# sponge filters?



## Boredomb (Feb 21, 2011)

In my 29 gallon tank I have a aquaclear 50 I believe. Turned down all the way it still makes a little bit to much current then I think should be there. It is pushing some of my plants around. I was thinking about getting a sponge for it at some point. How do they work? Well my understanding is it has to be driven by either a powerhead or an air pump correct? Which setup would be better for a 29 gallon tall? Or what filter setup would be best? Would like a canister filter for it but don't really have the money to spend for one of those right now. I have an air pump right now that isn't being used for anything could I use that for a sponge filter in a plants tank?


----------



## Mikaila31 (Dec 18, 2008)

## [Source material]

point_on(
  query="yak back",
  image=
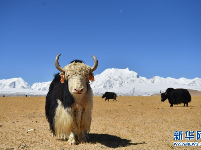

## [Given exercise]
In the forum post about sponge filters, which type of filter does the poster want for the tank but can't afford right now?

## [Task result]
A canister filter.